Your assignment | Duplicate the lines of the material, starting at its beginning and stopping after the line that contains "rough mask: <svg". Leave the pictures out of your answer.

(Stored data entries)
◇ ◇ ◇ ◇ ◇

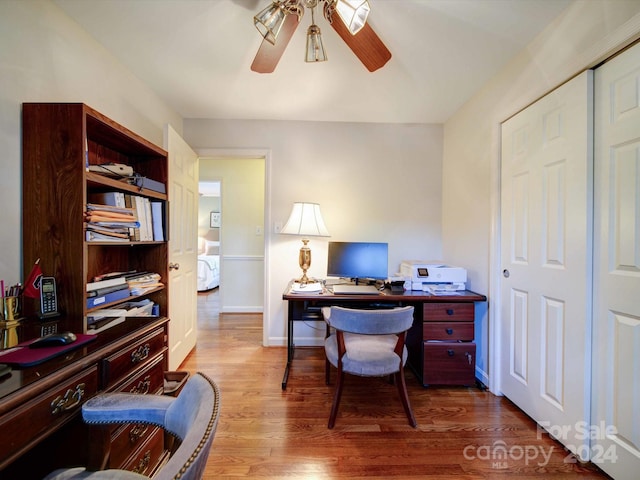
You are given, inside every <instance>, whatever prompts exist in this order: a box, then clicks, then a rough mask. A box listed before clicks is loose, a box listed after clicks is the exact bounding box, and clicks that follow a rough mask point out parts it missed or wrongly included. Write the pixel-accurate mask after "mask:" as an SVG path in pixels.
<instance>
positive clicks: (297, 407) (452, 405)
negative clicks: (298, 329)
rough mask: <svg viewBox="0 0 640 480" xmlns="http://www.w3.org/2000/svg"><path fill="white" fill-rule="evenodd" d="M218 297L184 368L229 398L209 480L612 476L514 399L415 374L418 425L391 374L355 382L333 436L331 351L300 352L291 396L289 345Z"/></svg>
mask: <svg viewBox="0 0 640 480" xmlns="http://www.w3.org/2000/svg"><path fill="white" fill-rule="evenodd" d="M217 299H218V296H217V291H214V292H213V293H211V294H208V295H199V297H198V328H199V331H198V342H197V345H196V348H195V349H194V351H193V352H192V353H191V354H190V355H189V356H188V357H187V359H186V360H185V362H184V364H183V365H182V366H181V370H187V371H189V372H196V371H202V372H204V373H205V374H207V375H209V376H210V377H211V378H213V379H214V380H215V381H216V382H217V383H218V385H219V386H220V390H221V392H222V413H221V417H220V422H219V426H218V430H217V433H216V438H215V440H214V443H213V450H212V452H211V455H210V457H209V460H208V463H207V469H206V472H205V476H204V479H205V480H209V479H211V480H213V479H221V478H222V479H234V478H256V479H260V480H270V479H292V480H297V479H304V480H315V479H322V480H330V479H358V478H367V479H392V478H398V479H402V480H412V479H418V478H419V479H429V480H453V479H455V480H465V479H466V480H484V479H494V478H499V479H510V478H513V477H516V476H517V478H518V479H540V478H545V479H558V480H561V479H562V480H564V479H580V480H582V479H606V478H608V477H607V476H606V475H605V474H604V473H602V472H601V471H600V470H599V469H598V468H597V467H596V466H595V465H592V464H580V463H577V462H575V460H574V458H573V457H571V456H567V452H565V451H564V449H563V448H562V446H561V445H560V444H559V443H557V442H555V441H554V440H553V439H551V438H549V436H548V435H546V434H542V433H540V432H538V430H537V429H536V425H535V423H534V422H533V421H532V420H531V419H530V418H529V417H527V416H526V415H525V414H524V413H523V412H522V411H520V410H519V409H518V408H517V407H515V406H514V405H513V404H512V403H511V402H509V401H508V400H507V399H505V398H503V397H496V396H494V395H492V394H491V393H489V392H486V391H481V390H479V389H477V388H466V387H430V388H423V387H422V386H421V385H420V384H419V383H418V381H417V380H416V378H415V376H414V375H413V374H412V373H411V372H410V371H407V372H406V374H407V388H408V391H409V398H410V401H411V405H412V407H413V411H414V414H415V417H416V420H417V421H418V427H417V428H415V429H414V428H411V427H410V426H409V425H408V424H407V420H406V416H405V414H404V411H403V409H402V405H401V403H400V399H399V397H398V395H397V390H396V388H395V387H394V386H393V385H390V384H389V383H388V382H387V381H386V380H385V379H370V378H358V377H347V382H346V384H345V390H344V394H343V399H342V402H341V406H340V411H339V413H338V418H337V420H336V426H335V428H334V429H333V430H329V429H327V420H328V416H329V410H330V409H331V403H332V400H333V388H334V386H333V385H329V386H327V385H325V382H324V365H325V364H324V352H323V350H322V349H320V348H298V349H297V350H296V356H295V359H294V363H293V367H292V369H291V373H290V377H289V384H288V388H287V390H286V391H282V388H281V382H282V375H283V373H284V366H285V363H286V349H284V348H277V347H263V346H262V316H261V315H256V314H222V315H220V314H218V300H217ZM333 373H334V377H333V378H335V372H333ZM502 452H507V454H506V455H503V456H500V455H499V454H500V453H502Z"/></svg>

◇ ◇ ◇ ◇ ◇

Result |
You are given, inside every <instance>, whatever prompts exist in this order: a box, then clicks, then a rough mask. A box listed before clicks is loose, a box listed after clicks is the exact bounding box, and clicks that follow a rough mask point out parts it missed or wrongly included. Write the pixel-accurate mask after "mask:" as an SVG path in pixels.
<instance>
positive clicks: (297, 407) (452, 405)
negative clicks: (298, 329)
rough mask: <svg viewBox="0 0 640 480" xmlns="http://www.w3.org/2000/svg"><path fill="white" fill-rule="evenodd" d="M218 297L184 368L229 398L209 480L612 476L514 399L415 374L418 425L391 374L355 382L333 436L331 351L300 352L291 396L289 345Z"/></svg>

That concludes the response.